▶ [REQUIRED ACTION] In the records below, the line containing "[point] at the white wristband" marks the start. Copy that line and everything after it exactly, through the last line.

▶ [DATA SUPPLIED]
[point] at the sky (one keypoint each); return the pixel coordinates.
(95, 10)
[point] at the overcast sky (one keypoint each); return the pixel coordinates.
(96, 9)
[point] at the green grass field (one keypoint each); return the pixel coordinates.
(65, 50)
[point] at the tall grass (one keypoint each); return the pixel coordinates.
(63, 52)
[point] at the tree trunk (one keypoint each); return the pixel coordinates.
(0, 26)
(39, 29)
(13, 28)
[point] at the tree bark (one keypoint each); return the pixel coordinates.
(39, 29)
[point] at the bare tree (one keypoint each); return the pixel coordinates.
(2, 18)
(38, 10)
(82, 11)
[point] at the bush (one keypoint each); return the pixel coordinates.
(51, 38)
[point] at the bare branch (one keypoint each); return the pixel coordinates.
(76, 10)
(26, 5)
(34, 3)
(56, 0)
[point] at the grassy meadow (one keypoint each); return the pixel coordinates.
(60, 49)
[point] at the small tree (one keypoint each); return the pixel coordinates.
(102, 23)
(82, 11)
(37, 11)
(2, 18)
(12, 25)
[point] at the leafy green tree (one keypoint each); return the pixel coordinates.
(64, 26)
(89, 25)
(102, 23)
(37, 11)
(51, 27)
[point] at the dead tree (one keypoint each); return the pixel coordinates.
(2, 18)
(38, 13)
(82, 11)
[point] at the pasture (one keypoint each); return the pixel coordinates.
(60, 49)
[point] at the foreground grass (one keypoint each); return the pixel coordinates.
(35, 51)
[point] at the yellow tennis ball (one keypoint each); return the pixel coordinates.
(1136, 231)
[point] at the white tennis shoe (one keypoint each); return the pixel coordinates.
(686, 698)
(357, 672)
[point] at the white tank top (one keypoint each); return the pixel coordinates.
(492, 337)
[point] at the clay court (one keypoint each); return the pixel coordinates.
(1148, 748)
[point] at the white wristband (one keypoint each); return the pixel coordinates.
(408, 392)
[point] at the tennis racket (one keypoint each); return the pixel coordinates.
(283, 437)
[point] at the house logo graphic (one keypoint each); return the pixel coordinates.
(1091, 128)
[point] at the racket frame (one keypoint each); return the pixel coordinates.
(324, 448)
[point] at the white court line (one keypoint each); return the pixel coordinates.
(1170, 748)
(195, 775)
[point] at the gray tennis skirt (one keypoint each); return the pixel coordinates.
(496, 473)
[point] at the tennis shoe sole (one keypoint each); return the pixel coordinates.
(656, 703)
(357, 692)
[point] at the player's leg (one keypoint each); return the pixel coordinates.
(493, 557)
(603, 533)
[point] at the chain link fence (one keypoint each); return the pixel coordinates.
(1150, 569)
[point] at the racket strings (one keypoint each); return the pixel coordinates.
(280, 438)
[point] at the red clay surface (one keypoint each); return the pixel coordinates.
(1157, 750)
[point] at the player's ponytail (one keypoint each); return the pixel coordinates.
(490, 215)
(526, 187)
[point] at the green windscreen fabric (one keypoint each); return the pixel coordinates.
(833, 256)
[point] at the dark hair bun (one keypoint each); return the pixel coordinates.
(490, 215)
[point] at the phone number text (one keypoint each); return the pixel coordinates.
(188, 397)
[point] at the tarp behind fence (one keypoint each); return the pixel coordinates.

▶ [TASK ANSWER]
[point] at the white wristband (one keypoint each); return the pixel coordinates.
(408, 392)
[point] at the tennis racket (one keypoint each); return the pixel coordinates.
(283, 437)
[point] at the house logo graphic (one keypoint each); return the pixel coordinates.
(1091, 128)
[point] at the racket frame (one keypoint each); return the pixel coordinates.
(324, 448)
[point] at the white court line (one keypoint each); return the pixel coordinates.
(1170, 748)
(195, 775)
[point] at the gray tennis skirt (one keypoint each); return the pixel coordinates.
(496, 473)
[point] at the tennis shoe sole (one keypoint each); return the pixel coordinates.
(656, 703)
(357, 692)
[point] at the player's leg (one keypoint each); return the pixel coordinates.
(493, 557)
(603, 533)
[point] at the chain link fence (one keypoint each); return the pixel coordinates.
(1150, 569)
[point] at the racket strings (one keypoint each); return the pixel coordinates.
(280, 438)
[point] at the red clay surface (one keypoint each); return the pixel coordinates.
(1157, 750)
[point] at the player's ponytail (one keypoint each); return the pixel coordinates.
(490, 215)
(526, 187)
[point] at the green windscreen fabric (one keypoint each); return the pixel coordinates.
(833, 256)
[point] at the dark hair bun (one keypoint each); return the pixel coordinates.
(490, 215)
[point] at the phone number text (one keypoint each); return the pixel coordinates.
(188, 397)
[point] at the tarp behind fence (one keypoint each); return the pixel coordinates.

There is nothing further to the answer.